→ **EXERCISES TO COMPLETE**
1 – In the text on the sexuality debates, write out the passage beginning at the words "A Chronology 1966–2005" and ending after the words "as our boys?".
2 – List the questions associated with sex that, according to the text on the sexuality debates, women debated throughout the second wave.

→ **TEXT**
Content starts

Chapter 1 Contextualizing the Sexuality Debates

A Chronology 1966–2005
Nan D. Hunter
DOI: 10.4324/9781315786728-1
I will love whom I may; I will love for as long or as short a period as I can; I will change this love when the conditions indicate that it ought to be changed; and neither you nor any law you can make shall deter me.
Are our girls to be as free to please themselves by indulging in the loveless gratification of every instinct … and passion as our boys?
Arguments about the politics of sexuality began in the first wave of feminism and have not ended yet. Throughout the second wave, women have debated questions of power, passion, violence, representation, consent, agency, diversity, and autonomy associated with sex. What follows is a chronology of feminist events and milestones of the last forty years. The specific inclusions and exclusions are idiosyncratic, but the chronology seeks to provide a context and a sense of historical rhythm for the emergence of the ferocious disputes about antipornography laws that seemed to erupt out of nowhere in the early 1980s.
In the chronology, one sees the flowering of grassroots politics in the late 1960s and early 1970s, followed by the migration of debates about sexuality out of obscure movement factionalism into the mass media and the conventional political spheres of referendum campaigns and congressional debates. The core of the feminist debate about pornography occurred during a ten-year bell curve: from the founding of Women Against Violence Against Women in 1976, to the peak intensity generated by the adoption of Andrea Dworkin’s and Catharine MacKinnon’s censorial law in 1984, to the denouement in 1986, when the Supreme Court ruled that law unconstitutional. Beginning with the decline of that issue, in the late 1980s, three new focus points for cultural disputes about sexuality and representation emerge: the controversies over public funding for safe-sex AIDS-prevention programs, the arts funding debate, and the debate over rap music lyrics.
About these three postpornography issues, however, feminists were, for the most part, noticeably silent. Individual women became involved, many as part of lesbian and gay or African American political efforts, but the widespread articulation of a feminist position was largely absent, even when the issues involved invited one. There was virtually no feminist commentary, for example, on the characterization of AIDS as divine punishment for sex. Nor did feminists draw the obvious analogy between the early birth control movement and safe-sex campaigns. Nor was there any visible feminist defense of the claim for a public voice by women, about women’s sexuality, explicit in the work of two of the defunded artists, Karen Finley and Holly Hughes. The bitterness of the internal conflict about pornography disabled most feminists from intervening forcefully in these debates, leaving a crucial perspective largely missing from the conversation. The most significant exception came in the engagement of African-American feminists in the debates over the politics of rap.

Content ends

[Natural-language object grounding data]
Content starts

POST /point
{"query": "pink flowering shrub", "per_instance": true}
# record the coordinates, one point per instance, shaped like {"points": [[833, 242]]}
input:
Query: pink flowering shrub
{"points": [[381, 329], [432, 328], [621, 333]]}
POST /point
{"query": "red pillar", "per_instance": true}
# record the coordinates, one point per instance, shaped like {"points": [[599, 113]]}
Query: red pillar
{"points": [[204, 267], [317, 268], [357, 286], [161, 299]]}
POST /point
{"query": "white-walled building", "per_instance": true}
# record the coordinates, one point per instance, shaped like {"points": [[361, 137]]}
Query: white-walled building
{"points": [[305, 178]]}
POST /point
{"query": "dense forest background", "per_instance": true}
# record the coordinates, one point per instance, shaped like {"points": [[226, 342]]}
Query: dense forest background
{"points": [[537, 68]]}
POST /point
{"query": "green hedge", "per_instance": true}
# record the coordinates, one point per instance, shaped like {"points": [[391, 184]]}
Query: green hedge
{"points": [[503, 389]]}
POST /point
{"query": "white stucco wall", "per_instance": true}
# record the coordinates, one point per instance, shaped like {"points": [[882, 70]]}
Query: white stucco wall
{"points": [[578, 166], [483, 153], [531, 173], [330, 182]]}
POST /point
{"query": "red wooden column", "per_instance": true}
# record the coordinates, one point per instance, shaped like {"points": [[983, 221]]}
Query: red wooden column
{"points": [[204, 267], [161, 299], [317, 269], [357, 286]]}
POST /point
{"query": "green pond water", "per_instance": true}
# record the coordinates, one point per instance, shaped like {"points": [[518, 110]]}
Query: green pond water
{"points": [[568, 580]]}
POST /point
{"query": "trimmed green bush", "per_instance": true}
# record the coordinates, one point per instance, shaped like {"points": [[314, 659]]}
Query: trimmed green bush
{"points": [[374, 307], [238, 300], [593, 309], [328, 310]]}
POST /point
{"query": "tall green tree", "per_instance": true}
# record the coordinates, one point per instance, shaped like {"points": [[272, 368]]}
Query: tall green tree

Content ends

→ **ACTIVITY ANSWERS**
1 –
A Chronology 1966–2005
Nan D. Hunter
DOI: 10.4324/9781315786728-1
I will love whom I may; I will love for as long or as short a period as I can; I will change this love when the conditions indicate that it ought to be changed; and neither you nor any law you can make shall deter me.
Are our girls to be as free to please themselves by indulging in the loveless gratification of every instinct … and passion as our boys?

2 – power, passion, violence, representation, consent, agency, diversity, autonomy